● WHAT TO PRODUCE
Pick out and copy every line below that contains the string "raft". Case counts, so a line with different capitals doesn't match.

● EXCERPTED RECORDS
-- start --
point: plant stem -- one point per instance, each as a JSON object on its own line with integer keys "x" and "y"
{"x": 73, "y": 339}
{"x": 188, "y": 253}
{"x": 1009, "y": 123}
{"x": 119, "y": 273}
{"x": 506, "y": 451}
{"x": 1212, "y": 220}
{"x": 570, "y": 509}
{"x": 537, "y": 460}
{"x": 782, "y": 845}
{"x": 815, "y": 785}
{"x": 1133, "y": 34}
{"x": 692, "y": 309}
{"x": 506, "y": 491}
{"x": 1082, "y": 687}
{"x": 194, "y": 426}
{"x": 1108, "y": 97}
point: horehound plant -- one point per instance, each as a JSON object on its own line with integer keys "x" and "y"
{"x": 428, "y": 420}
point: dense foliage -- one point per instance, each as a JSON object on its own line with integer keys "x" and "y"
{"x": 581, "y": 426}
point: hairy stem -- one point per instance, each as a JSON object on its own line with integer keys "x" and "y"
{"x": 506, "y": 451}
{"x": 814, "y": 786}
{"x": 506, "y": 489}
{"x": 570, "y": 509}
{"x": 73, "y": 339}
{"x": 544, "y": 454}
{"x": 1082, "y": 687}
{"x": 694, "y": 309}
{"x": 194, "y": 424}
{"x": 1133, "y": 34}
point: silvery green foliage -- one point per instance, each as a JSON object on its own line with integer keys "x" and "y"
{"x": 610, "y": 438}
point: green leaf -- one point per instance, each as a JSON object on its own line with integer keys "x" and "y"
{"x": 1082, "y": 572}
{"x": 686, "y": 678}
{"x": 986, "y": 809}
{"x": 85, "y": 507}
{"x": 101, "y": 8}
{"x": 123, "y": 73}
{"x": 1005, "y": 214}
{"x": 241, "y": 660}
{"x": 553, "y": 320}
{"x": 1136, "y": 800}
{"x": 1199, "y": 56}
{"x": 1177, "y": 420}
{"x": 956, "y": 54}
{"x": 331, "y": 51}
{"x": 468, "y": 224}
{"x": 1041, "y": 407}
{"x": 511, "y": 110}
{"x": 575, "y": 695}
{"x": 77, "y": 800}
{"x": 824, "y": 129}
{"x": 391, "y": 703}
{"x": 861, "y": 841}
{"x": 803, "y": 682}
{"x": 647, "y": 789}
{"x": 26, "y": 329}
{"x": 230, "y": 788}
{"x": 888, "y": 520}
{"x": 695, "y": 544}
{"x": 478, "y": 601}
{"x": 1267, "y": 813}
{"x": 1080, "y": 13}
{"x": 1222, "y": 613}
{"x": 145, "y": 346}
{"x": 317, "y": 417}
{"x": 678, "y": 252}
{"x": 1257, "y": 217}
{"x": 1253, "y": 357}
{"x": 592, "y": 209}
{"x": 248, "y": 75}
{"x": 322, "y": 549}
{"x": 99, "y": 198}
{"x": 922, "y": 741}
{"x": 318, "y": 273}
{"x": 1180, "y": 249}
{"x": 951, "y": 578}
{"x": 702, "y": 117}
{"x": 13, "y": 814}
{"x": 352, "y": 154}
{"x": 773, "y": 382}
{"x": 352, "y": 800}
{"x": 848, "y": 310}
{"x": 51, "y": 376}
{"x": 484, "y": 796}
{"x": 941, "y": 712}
-- end --
-- start --
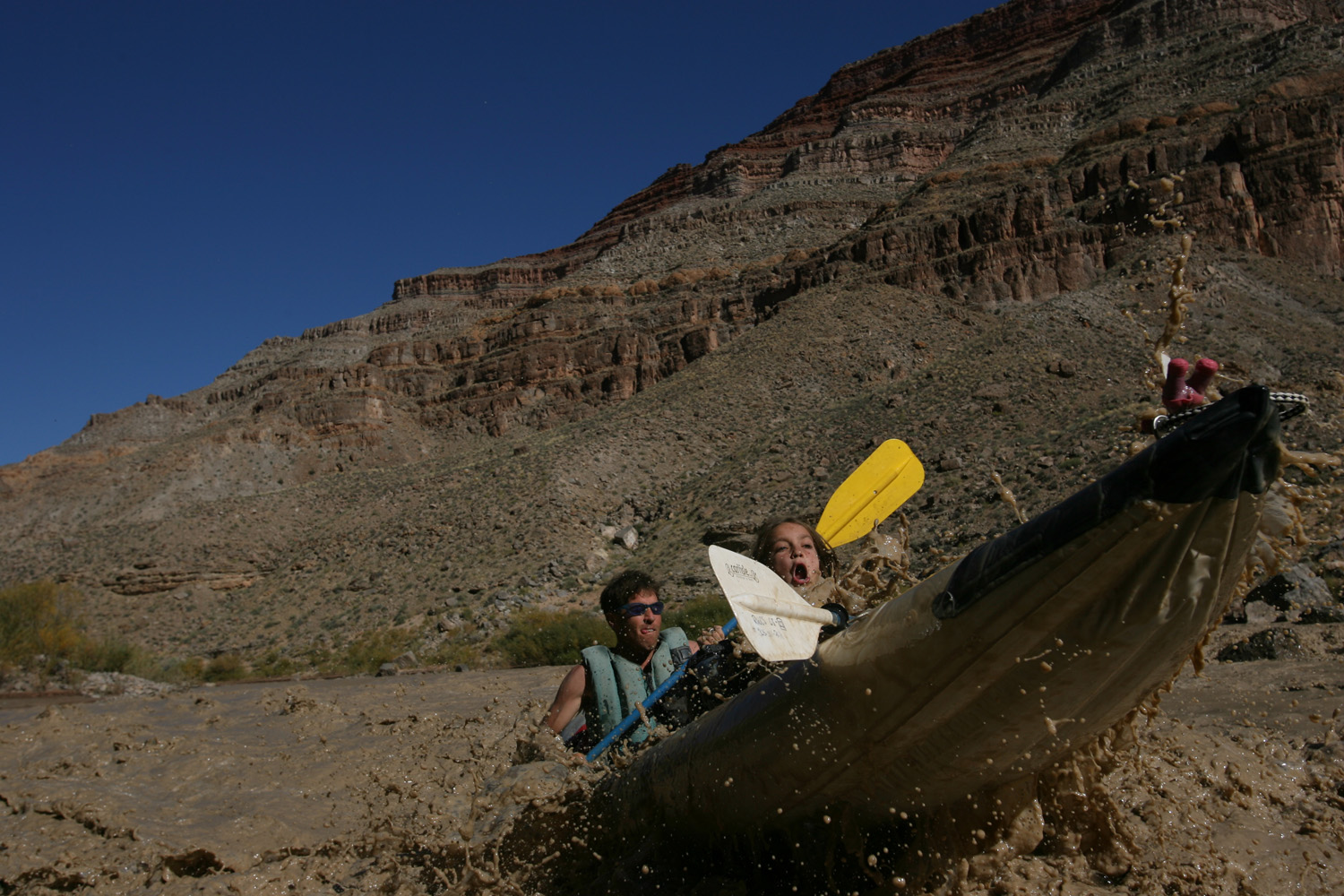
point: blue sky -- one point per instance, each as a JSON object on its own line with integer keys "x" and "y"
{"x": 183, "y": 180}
-- end --
-- start --
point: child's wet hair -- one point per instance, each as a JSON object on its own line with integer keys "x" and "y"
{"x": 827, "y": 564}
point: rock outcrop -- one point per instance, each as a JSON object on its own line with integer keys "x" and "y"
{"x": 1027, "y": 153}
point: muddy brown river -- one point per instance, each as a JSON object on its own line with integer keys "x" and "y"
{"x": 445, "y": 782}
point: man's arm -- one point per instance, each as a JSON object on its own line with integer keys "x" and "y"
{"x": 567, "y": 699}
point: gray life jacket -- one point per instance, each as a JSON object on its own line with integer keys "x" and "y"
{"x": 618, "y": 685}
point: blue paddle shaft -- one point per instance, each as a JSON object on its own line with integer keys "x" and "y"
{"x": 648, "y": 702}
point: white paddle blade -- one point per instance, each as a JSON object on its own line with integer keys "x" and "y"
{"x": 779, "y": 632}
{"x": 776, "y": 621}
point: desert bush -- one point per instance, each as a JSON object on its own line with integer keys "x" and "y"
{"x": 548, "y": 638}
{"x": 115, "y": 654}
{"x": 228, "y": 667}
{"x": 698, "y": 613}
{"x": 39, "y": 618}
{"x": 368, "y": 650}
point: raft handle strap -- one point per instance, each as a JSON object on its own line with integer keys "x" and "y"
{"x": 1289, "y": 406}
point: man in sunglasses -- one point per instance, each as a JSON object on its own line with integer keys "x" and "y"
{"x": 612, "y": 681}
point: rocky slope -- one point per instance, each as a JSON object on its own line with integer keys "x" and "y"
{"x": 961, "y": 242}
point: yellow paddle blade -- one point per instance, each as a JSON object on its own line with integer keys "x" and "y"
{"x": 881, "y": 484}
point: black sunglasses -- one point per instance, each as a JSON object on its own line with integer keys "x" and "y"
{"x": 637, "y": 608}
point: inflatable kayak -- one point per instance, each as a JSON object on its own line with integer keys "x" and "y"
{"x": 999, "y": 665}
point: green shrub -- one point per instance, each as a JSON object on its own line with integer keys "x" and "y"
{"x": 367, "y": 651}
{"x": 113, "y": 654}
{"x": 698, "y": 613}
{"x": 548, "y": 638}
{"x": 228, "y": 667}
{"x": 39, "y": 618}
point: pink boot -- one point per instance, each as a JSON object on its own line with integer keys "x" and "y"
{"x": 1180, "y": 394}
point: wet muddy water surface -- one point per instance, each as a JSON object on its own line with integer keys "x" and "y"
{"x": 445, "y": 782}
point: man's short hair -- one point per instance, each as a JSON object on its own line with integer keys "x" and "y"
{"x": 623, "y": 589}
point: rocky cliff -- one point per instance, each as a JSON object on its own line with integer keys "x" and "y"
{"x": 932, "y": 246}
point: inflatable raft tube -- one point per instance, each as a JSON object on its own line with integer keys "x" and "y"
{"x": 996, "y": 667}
-- end --
● SOLUTION FOR THIS PROBLEM
point: raft handle strap -- one point per instance, each as a JSON object on its own line with integer keys "x" and "y"
point: inflatable raft tube -- one point per instance, each as a JSON object on its own line with integer keys "x" and "y"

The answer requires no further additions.